### Task objective
Output exactly the lines spanning from the line containing "Could you please point to the white goal" to the last line of the entries, inclusive.
== == ==
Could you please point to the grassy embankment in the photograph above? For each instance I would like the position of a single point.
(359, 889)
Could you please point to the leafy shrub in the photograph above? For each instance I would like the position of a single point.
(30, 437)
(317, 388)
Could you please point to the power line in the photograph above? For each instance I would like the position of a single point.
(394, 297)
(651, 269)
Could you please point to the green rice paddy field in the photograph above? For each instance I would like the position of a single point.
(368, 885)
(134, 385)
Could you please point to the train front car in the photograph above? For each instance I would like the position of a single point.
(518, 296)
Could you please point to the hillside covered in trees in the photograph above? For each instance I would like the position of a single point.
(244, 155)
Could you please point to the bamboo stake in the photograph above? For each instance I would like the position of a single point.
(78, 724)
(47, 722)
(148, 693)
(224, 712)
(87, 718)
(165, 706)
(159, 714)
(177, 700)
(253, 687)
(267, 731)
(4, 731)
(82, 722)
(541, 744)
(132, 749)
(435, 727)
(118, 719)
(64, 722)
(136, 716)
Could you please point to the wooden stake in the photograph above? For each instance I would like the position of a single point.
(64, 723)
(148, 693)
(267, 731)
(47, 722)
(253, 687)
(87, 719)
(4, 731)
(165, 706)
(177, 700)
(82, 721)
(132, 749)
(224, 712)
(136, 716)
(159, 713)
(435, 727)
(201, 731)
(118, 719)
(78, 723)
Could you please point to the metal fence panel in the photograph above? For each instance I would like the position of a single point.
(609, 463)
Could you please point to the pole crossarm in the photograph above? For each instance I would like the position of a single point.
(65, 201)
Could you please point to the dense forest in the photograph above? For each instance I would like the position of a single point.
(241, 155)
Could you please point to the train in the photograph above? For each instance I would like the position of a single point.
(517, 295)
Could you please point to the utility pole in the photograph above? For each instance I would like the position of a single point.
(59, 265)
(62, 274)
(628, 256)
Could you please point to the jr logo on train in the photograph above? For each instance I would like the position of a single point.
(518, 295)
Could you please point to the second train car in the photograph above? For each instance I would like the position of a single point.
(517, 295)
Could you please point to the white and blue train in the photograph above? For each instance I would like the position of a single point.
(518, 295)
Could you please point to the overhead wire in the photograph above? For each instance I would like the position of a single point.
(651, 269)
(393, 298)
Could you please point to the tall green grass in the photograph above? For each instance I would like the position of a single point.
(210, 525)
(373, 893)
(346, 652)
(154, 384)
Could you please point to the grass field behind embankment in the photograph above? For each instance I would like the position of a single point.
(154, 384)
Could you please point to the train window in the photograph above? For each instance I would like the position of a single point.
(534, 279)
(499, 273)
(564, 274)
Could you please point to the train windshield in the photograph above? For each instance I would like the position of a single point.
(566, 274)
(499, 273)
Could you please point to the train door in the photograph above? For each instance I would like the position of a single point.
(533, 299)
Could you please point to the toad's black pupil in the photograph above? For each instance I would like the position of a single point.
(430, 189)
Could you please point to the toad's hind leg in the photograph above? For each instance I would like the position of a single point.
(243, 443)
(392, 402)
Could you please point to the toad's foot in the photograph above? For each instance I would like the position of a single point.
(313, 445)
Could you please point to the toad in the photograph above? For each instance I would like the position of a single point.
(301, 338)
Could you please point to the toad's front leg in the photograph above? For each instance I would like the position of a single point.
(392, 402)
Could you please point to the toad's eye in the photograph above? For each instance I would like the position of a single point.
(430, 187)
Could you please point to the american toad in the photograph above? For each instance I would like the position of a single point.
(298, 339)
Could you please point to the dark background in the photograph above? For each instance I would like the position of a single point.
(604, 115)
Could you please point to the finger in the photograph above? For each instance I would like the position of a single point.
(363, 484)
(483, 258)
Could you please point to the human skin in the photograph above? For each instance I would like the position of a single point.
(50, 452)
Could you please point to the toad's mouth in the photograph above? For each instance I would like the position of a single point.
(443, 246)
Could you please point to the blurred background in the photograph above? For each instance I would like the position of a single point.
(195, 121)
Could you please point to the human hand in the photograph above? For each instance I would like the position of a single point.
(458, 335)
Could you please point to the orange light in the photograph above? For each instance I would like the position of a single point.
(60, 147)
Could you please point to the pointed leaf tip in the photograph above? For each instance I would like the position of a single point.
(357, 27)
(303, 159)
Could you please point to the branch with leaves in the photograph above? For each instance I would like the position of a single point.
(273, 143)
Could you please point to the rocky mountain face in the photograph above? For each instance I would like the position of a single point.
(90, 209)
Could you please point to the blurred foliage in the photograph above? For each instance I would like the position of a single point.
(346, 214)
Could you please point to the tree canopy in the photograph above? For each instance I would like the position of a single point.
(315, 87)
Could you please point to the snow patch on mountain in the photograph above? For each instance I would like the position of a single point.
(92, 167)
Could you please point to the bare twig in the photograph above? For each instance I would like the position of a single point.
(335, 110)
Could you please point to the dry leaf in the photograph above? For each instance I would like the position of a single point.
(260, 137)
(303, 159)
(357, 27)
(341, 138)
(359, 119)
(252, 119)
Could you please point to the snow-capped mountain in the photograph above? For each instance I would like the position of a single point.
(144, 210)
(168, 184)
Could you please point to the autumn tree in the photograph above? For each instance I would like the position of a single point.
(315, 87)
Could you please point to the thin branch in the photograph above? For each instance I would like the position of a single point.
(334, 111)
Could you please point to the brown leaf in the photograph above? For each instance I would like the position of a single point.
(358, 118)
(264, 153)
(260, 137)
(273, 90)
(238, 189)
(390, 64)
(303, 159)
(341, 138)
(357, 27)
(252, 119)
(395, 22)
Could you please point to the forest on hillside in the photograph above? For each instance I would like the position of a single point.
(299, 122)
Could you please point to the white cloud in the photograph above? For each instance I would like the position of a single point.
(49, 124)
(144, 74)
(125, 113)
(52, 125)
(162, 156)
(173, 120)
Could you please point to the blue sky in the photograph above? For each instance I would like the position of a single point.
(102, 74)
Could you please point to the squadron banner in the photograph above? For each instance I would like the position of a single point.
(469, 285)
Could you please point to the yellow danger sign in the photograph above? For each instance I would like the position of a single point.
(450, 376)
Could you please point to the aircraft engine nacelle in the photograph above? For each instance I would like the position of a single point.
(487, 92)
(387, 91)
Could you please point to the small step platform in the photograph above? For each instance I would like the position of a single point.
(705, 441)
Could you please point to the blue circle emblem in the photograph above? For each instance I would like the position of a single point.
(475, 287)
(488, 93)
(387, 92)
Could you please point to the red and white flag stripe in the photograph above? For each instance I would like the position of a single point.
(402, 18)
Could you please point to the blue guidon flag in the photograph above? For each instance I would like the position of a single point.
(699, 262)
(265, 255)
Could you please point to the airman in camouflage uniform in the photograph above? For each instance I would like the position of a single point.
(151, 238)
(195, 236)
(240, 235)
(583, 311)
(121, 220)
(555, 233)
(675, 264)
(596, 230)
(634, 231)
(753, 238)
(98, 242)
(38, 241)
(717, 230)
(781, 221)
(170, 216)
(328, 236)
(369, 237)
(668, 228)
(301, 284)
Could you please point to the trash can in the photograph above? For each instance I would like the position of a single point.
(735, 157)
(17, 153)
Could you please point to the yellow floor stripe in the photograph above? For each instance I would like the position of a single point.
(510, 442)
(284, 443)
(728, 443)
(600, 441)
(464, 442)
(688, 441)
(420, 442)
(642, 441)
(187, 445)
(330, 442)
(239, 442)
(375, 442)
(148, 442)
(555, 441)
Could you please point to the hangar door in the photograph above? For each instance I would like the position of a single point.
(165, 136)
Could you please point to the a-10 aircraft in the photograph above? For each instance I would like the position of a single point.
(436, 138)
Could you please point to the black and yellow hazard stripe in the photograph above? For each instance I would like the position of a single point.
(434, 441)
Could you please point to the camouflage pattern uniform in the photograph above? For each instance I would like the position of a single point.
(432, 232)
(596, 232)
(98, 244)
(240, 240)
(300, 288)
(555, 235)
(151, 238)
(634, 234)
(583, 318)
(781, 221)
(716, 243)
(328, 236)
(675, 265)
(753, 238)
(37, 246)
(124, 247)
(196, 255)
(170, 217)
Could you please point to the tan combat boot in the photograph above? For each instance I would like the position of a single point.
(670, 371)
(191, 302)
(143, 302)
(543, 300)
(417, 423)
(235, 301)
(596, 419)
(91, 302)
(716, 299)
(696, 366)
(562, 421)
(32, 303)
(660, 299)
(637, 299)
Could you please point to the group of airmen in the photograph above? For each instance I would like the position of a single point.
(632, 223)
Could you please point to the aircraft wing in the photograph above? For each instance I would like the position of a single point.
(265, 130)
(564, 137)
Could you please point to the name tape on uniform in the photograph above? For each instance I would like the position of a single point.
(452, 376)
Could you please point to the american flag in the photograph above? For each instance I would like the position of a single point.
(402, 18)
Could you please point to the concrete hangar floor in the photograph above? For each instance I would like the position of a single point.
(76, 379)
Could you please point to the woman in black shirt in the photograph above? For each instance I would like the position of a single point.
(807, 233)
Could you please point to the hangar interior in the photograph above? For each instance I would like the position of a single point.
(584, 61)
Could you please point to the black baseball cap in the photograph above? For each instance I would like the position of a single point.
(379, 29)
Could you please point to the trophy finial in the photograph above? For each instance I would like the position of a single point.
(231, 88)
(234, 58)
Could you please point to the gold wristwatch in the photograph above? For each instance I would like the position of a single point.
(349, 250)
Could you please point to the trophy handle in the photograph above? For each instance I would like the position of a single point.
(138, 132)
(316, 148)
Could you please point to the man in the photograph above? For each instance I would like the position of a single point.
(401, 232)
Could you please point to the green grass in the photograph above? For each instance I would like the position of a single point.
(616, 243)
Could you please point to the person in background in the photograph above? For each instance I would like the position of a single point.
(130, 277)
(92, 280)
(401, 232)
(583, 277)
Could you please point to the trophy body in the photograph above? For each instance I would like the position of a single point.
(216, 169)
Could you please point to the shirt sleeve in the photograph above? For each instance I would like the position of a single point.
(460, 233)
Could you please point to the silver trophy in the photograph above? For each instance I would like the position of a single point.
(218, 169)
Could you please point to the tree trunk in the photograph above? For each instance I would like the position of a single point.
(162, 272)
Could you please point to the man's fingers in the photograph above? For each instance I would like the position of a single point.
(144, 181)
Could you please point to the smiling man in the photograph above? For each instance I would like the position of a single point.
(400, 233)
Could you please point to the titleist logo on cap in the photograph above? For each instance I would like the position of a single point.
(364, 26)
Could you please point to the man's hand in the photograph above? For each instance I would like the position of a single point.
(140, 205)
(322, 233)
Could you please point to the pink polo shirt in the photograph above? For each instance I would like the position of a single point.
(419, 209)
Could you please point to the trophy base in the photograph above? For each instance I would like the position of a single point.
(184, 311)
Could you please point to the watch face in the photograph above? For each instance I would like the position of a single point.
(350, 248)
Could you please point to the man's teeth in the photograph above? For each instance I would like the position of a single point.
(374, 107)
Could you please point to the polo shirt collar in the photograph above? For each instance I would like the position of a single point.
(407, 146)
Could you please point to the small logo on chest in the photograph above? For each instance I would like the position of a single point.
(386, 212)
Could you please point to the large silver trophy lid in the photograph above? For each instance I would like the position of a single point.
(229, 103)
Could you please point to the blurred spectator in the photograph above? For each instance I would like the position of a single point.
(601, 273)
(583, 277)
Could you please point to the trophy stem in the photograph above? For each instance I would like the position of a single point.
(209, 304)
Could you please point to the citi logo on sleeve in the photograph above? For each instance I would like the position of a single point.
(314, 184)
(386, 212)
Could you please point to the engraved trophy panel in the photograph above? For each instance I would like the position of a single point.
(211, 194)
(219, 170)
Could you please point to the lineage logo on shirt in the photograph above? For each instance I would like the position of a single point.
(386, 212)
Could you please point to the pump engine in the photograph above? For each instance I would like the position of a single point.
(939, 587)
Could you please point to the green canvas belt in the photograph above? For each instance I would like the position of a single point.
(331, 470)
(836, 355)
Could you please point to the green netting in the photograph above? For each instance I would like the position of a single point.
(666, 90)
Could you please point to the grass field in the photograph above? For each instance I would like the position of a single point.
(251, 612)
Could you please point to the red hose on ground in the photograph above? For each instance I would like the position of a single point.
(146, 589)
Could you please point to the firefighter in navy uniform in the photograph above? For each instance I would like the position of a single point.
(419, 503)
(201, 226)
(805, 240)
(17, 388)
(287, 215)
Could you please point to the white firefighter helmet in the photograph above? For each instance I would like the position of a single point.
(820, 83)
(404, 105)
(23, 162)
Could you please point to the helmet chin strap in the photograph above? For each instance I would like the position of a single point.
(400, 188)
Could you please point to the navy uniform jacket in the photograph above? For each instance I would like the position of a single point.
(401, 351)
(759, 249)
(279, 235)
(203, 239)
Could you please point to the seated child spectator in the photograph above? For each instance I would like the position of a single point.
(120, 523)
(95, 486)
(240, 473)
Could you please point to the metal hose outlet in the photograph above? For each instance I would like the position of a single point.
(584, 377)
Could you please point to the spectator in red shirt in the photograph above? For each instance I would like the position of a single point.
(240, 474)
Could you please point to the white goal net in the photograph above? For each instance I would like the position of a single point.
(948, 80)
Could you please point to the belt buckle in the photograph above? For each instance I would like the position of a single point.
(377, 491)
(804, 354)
== == ==
### Answer to this task
Could you please point to the white goal net in the photograph above? For each instance I would like the position of a single point.
(948, 80)
Could you please point to the belt buckle in the photograph above? For each instance I would like the position of a single point.
(377, 491)
(804, 354)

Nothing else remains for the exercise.